--- Source data ---
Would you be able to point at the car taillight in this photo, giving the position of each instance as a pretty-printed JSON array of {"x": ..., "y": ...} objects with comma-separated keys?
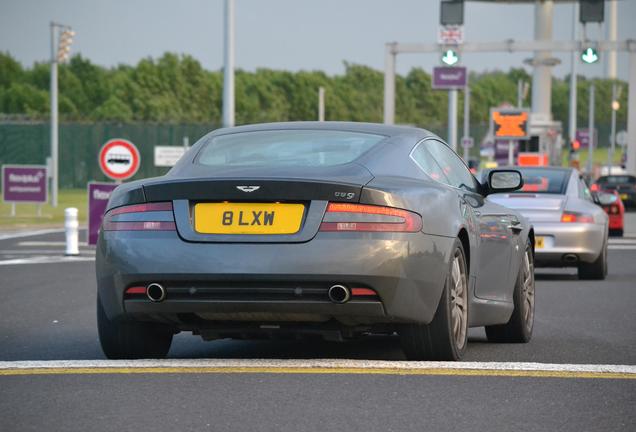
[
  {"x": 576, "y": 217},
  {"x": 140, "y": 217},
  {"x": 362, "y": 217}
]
---
--- Source data ---
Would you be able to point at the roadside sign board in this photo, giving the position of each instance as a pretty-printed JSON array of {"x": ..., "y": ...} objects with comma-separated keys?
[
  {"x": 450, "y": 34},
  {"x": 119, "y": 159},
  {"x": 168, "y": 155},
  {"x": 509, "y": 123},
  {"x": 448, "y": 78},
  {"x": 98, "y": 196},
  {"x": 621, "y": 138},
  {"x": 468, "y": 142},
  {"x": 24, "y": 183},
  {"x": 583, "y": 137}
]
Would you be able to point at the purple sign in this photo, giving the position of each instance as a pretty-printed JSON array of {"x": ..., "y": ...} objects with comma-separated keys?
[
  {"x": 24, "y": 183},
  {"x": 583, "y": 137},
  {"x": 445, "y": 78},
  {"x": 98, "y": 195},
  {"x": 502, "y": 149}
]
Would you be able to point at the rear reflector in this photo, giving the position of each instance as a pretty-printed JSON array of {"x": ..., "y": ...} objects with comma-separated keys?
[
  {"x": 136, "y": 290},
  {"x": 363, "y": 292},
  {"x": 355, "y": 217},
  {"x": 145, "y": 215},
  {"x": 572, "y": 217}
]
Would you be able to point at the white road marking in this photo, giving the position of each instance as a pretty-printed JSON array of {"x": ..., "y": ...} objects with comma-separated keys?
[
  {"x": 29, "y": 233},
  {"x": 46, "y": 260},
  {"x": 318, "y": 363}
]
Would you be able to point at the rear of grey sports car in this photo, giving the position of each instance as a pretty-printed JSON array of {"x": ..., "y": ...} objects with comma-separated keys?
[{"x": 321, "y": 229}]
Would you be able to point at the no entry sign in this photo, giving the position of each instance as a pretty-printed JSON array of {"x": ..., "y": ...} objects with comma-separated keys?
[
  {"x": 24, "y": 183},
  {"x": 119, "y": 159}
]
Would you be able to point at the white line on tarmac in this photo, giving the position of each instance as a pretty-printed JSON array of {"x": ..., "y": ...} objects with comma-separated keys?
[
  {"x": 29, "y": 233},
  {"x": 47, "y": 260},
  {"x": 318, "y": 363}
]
---
--- Source data ---
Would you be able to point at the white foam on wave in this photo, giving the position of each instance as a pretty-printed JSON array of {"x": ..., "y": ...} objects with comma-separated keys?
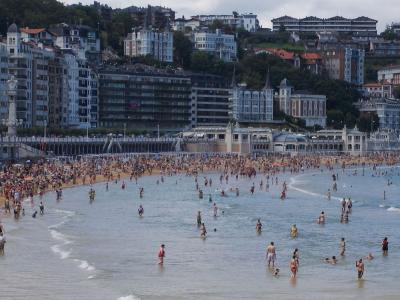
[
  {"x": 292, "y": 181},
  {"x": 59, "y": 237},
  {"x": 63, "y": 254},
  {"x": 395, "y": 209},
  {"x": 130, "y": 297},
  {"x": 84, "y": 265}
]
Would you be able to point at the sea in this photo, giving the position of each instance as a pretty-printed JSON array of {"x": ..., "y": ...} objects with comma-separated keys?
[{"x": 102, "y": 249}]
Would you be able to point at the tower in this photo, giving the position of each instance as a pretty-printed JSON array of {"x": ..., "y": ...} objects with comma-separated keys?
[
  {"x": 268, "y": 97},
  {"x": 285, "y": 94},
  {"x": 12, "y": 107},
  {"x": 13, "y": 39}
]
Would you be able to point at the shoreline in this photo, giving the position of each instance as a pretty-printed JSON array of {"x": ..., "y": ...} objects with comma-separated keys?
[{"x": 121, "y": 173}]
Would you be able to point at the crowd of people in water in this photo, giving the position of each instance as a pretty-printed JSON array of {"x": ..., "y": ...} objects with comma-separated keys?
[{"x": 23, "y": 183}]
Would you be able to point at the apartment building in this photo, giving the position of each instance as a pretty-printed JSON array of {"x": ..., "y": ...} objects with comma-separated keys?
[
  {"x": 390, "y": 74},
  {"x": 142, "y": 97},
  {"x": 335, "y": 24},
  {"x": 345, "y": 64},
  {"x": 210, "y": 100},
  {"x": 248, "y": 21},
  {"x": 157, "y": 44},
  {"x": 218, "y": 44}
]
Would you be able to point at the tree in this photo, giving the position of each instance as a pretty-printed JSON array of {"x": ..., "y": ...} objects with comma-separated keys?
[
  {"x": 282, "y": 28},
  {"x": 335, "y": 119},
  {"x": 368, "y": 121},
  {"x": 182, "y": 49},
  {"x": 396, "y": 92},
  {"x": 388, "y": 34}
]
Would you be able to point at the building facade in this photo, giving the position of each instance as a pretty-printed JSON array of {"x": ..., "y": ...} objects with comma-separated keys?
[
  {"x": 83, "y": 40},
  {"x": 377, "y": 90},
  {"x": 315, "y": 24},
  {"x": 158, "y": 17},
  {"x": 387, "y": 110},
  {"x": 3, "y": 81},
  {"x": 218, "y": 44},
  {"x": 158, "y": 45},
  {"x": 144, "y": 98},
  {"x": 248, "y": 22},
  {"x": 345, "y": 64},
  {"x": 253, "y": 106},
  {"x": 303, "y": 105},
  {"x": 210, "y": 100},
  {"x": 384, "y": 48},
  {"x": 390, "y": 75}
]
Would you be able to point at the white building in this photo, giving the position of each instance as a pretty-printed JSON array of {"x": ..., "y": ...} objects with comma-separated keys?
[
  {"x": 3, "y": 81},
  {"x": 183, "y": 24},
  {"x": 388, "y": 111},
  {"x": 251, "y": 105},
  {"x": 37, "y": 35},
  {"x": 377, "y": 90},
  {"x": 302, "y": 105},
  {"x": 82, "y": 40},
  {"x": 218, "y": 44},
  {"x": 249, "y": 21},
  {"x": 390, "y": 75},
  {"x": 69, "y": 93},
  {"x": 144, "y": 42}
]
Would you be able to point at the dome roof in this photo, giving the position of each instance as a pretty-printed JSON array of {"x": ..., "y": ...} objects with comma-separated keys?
---
Pull out every line of the entries that contains the word "sign", copying each one in full.

_Answer below_.
Would you be able to point at the roadside sign board in this photo, giving the position of each instance as a pretty-printed JSON array of {"x": ..., "y": ...} objects with comma-separated keys?
Would you be able to point at the purple sign in this photo, giving the position of each instance as a pretty-printed JSON array of {"x": ..., "y": ...} objects with comma-separated keys?
Would you be able to point at the no entry sign in this photo, giving the position of each instance as a pretty-printed JSON array of {"x": ..., "y": ...} objects with comma-separated keys?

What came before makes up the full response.